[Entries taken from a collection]
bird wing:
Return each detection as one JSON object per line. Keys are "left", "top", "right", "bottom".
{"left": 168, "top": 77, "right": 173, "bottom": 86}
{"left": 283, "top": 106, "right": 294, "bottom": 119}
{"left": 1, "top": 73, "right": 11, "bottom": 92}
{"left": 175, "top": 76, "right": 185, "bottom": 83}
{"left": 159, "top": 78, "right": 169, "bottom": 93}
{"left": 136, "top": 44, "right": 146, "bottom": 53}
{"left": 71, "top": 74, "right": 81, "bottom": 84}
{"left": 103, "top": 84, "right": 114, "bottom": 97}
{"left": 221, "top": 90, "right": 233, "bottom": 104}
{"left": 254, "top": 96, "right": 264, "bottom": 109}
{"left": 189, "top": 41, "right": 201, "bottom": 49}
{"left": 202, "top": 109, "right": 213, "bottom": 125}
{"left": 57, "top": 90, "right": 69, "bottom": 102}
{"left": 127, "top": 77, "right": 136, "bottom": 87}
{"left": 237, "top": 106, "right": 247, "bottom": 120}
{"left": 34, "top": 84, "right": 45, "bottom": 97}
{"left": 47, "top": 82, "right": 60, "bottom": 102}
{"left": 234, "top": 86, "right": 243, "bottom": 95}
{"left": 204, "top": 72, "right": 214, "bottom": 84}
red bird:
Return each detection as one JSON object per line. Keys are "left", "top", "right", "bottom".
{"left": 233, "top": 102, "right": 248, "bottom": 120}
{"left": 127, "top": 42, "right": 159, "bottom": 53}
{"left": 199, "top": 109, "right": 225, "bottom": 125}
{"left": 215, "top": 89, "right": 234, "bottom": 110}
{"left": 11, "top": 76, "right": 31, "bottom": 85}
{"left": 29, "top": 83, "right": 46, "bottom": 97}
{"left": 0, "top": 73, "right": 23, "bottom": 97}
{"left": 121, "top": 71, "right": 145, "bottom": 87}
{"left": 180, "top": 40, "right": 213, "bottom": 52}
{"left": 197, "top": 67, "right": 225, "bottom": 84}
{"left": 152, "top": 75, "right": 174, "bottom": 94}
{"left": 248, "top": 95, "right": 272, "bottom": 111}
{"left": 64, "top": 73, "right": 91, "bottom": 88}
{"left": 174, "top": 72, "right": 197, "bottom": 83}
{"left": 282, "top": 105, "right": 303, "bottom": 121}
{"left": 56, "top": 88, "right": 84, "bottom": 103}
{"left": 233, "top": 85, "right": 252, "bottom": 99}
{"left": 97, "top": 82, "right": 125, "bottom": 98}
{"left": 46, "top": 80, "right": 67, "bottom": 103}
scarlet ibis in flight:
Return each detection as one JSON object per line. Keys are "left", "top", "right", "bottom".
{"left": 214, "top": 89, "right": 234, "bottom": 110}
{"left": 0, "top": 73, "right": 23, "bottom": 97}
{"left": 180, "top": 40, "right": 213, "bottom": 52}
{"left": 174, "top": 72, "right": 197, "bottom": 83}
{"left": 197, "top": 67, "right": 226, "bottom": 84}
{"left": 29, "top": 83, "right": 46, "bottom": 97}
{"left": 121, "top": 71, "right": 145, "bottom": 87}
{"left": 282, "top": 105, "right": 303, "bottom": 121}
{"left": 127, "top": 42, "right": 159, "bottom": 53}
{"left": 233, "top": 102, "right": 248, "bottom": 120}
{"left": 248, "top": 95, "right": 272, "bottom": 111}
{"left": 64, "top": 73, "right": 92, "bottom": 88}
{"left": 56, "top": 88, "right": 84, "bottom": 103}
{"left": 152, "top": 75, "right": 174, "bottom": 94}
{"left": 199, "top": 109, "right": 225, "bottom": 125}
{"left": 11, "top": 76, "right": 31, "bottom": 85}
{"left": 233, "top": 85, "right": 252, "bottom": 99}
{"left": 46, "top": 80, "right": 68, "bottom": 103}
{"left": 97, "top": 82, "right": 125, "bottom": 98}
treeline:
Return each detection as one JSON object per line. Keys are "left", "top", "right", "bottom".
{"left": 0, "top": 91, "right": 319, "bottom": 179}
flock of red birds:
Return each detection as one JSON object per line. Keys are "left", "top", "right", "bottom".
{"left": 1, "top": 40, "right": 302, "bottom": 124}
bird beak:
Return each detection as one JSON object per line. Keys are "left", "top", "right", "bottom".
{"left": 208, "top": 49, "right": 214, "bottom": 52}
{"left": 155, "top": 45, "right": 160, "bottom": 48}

## Description of the task
Reproduce all of the data above, exactly and without omission.

## The answer
bird wing:
Return each detection as one JSON object per line. Keys are "left", "top", "right", "bottom".
{"left": 168, "top": 77, "right": 173, "bottom": 86}
{"left": 283, "top": 106, "right": 294, "bottom": 119}
{"left": 1, "top": 73, "right": 11, "bottom": 92}
{"left": 175, "top": 76, "right": 185, "bottom": 83}
{"left": 159, "top": 78, "right": 169, "bottom": 93}
{"left": 136, "top": 44, "right": 146, "bottom": 53}
{"left": 71, "top": 74, "right": 81, "bottom": 84}
{"left": 103, "top": 84, "right": 114, "bottom": 97}
{"left": 221, "top": 90, "right": 233, "bottom": 104}
{"left": 254, "top": 96, "right": 264, "bottom": 109}
{"left": 189, "top": 41, "right": 201, "bottom": 49}
{"left": 202, "top": 109, "right": 213, "bottom": 125}
{"left": 57, "top": 90, "right": 69, "bottom": 102}
{"left": 127, "top": 77, "right": 136, "bottom": 87}
{"left": 237, "top": 106, "right": 247, "bottom": 120}
{"left": 34, "top": 84, "right": 45, "bottom": 97}
{"left": 47, "top": 82, "right": 60, "bottom": 102}
{"left": 234, "top": 86, "right": 243, "bottom": 95}
{"left": 204, "top": 72, "right": 214, "bottom": 84}
red bird:
Return each detection as one JSON object per line. Keys are "left", "top", "right", "bottom".
{"left": 233, "top": 102, "right": 248, "bottom": 120}
{"left": 127, "top": 42, "right": 159, "bottom": 53}
{"left": 199, "top": 109, "right": 225, "bottom": 125}
{"left": 215, "top": 89, "right": 234, "bottom": 110}
{"left": 11, "top": 76, "right": 31, "bottom": 85}
{"left": 29, "top": 83, "right": 46, "bottom": 97}
{"left": 0, "top": 73, "right": 23, "bottom": 97}
{"left": 121, "top": 71, "right": 145, "bottom": 87}
{"left": 180, "top": 40, "right": 213, "bottom": 52}
{"left": 197, "top": 67, "right": 225, "bottom": 84}
{"left": 152, "top": 75, "right": 174, "bottom": 94}
{"left": 248, "top": 95, "right": 272, "bottom": 111}
{"left": 64, "top": 73, "right": 91, "bottom": 88}
{"left": 174, "top": 72, "right": 197, "bottom": 83}
{"left": 282, "top": 105, "right": 303, "bottom": 121}
{"left": 56, "top": 88, "right": 84, "bottom": 103}
{"left": 233, "top": 85, "right": 252, "bottom": 99}
{"left": 97, "top": 82, "right": 125, "bottom": 98}
{"left": 46, "top": 80, "right": 67, "bottom": 103}
scarlet ibis in flight:
Return each detection as one JSON object per line. Keys are "left", "top", "right", "bottom".
{"left": 214, "top": 89, "right": 234, "bottom": 110}
{"left": 0, "top": 73, "right": 23, "bottom": 97}
{"left": 180, "top": 40, "right": 213, "bottom": 52}
{"left": 174, "top": 72, "right": 197, "bottom": 83}
{"left": 197, "top": 67, "right": 226, "bottom": 84}
{"left": 29, "top": 83, "right": 46, "bottom": 97}
{"left": 121, "top": 71, "right": 145, "bottom": 87}
{"left": 282, "top": 105, "right": 303, "bottom": 121}
{"left": 127, "top": 42, "right": 159, "bottom": 53}
{"left": 233, "top": 102, "right": 248, "bottom": 120}
{"left": 248, "top": 95, "right": 272, "bottom": 111}
{"left": 64, "top": 73, "right": 92, "bottom": 88}
{"left": 56, "top": 88, "right": 84, "bottom": 103}
{"left": 152, "top": 75, "right": 174, "bottom": 94}
{"left": 199, "top": 109, "right": 225, "bottom": 125}
{"left": 11, "top": 76, "right": 31, "bottom": 85}
{"left": 233, "top": 85, "right": 252, "bottom": 99}
{"left": 46, "top": 80, "right": 68, "bottom": 103}
{"left": 97, "top": 82, "right": 125, "bottom": 98}
treeline:
Return each detection as one JSON object per line. Keys are "left", "top", "right", "bottom".
{"left": 0, "top": 91, "right": 319, "bottom": 179}
flock of red birds:
Return each detection as one JSON object per line. Keys are "left", "top", "right", "bottom".
{"left": 1, "top": 40, "right": 302, "bottom": 124}
bird beak:
Return each detection as one JSON object per line. Keys are "left", "top", "right", "bottom".
{"left": 208, "top": 49, "right": 214, "bottom": 52}
{"left": 155, "top": 45, "right": 160, "bottom": 48}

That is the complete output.